▶ _Task_
Every line in the entries where "propeller" is found should be copied.

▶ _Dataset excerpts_

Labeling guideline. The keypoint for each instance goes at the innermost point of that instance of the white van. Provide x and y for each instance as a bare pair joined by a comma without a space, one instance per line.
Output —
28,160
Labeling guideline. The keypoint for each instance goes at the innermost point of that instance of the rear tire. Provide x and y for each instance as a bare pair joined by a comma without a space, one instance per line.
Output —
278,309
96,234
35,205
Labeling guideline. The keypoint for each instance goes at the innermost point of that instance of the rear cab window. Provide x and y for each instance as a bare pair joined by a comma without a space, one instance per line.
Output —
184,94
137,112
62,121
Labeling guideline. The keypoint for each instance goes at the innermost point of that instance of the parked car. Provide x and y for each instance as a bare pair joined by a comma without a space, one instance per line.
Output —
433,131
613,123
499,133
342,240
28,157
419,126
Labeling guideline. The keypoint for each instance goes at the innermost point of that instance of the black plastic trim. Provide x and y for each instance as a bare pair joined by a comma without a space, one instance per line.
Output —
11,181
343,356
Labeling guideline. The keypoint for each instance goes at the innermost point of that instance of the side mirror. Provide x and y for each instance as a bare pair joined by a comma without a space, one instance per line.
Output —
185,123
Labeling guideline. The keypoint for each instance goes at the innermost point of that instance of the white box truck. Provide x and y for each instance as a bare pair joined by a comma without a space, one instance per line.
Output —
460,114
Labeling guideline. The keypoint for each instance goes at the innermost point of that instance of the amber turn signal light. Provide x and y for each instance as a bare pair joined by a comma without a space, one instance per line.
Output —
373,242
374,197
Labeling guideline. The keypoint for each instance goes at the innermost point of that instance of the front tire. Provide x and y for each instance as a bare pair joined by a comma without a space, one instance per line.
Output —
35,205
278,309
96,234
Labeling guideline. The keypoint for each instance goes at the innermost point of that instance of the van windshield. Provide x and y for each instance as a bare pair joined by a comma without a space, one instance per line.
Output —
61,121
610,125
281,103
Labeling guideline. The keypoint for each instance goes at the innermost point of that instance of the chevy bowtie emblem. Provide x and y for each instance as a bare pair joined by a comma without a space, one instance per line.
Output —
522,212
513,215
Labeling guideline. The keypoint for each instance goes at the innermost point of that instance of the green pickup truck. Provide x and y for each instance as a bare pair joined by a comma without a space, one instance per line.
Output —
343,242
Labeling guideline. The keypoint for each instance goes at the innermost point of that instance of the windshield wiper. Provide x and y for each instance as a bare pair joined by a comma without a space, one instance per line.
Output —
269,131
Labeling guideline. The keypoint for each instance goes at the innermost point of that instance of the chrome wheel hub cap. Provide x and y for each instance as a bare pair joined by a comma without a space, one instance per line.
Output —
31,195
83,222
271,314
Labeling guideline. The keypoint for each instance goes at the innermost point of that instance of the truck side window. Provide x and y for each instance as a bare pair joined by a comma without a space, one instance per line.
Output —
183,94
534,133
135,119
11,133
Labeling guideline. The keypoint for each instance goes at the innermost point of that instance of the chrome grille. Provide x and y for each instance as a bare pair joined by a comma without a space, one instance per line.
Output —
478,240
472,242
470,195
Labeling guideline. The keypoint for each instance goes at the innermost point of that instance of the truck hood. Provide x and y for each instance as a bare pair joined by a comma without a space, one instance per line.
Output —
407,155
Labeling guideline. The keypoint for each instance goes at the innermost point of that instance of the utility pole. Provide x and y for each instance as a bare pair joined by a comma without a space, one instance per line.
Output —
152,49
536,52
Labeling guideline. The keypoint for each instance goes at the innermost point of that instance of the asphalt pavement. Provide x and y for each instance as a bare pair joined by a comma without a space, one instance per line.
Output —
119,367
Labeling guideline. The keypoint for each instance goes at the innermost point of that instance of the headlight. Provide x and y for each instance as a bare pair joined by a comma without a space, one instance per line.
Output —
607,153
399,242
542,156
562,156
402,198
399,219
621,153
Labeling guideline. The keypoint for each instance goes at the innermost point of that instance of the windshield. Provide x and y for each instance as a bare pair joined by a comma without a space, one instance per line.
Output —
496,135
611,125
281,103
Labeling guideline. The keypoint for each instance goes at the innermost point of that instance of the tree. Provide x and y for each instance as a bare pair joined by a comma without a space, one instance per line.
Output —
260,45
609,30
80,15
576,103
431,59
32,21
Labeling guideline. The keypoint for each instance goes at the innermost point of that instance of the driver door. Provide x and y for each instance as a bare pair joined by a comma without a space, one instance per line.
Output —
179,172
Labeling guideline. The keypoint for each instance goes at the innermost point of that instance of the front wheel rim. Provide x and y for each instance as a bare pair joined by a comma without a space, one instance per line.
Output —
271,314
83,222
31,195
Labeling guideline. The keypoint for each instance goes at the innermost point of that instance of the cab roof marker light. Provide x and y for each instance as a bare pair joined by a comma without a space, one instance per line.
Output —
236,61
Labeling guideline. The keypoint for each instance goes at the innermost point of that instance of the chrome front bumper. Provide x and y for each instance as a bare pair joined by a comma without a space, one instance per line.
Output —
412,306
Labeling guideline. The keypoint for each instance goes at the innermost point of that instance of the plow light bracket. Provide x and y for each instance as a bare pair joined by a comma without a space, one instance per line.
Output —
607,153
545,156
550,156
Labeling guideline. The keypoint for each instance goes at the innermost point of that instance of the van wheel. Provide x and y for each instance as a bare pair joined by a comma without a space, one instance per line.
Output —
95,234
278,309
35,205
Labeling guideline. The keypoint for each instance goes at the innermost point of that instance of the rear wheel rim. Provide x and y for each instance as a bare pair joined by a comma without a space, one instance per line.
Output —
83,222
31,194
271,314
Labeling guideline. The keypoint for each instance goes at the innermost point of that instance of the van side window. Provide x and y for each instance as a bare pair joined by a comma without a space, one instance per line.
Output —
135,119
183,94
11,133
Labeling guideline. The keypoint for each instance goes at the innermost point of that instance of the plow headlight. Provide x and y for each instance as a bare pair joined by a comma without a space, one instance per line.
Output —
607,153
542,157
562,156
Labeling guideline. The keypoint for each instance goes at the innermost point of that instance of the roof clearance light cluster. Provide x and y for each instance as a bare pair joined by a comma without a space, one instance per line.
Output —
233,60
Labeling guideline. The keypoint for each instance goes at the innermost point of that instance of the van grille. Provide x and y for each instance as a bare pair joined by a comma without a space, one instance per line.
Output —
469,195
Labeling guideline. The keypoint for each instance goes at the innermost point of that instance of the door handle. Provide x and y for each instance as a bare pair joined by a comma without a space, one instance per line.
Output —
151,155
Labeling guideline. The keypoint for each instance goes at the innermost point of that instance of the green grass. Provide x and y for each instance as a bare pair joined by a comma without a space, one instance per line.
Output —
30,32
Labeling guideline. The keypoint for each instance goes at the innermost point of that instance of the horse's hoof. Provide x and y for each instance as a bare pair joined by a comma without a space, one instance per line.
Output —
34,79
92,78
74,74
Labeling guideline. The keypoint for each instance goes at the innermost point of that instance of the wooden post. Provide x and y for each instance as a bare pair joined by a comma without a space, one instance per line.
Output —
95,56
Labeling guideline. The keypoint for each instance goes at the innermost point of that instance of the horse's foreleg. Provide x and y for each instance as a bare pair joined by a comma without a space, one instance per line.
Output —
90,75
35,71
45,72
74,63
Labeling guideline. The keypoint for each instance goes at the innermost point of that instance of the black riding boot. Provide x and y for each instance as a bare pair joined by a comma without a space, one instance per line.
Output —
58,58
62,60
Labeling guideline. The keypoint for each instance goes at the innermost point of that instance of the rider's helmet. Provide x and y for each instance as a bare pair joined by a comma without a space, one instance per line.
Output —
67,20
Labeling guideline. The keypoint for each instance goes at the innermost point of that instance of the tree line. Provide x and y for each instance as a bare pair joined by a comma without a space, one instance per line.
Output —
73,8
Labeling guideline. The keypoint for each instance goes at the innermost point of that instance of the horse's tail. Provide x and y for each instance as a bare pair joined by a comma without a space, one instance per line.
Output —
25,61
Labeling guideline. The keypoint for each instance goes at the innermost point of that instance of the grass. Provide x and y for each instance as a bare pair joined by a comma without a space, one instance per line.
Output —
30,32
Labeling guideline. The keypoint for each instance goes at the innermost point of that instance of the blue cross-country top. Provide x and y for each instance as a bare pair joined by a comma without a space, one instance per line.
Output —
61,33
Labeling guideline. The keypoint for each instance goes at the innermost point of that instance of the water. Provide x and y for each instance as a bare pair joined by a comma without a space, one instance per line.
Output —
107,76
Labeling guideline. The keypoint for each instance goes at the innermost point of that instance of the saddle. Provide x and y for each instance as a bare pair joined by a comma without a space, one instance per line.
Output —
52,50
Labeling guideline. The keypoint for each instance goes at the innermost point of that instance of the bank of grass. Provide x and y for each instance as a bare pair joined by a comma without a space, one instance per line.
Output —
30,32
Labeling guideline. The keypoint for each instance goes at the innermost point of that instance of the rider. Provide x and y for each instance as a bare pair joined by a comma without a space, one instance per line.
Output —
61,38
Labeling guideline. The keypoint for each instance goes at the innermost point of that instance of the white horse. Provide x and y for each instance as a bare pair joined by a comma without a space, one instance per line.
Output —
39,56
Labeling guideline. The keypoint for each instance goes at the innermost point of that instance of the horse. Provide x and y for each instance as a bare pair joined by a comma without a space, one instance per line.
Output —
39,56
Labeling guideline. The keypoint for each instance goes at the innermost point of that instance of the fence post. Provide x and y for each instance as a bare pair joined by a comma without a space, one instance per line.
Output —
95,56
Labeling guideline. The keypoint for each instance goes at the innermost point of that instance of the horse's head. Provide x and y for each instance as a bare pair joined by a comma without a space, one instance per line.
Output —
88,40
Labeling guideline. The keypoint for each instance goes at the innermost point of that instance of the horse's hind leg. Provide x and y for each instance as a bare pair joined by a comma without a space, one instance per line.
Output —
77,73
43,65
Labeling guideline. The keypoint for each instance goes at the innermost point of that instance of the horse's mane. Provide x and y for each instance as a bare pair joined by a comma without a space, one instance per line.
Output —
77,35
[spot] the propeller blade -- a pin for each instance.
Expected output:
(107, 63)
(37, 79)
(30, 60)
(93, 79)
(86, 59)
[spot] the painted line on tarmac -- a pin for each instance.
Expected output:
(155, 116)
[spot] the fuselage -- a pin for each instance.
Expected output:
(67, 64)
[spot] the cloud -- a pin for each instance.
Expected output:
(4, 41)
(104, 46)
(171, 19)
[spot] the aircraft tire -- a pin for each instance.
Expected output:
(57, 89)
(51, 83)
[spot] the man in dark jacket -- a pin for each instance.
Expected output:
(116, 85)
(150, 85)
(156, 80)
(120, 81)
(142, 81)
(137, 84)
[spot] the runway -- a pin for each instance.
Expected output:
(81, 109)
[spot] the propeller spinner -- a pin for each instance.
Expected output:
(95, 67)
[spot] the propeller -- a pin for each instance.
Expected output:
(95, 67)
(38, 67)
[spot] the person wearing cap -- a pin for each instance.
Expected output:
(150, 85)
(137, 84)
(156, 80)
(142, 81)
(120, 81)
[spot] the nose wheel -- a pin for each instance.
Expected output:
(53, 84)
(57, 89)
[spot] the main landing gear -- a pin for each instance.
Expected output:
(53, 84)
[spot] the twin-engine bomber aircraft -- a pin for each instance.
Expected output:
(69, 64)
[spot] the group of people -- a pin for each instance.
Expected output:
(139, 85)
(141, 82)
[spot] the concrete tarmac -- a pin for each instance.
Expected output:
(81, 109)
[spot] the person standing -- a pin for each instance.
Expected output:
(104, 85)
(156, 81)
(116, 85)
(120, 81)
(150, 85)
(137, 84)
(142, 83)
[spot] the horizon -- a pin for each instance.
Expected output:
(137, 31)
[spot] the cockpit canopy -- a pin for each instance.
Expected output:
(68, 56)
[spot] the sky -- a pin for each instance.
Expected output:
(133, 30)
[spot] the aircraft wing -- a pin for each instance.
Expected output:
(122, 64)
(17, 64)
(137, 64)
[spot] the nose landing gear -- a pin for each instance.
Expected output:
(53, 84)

▶ _Task response_
[spot] the propeller blade -- a pin for each instance.
[spot] the propeller spinner -- a pin for each instance.
[spot] the propeller -- a pin for each instance.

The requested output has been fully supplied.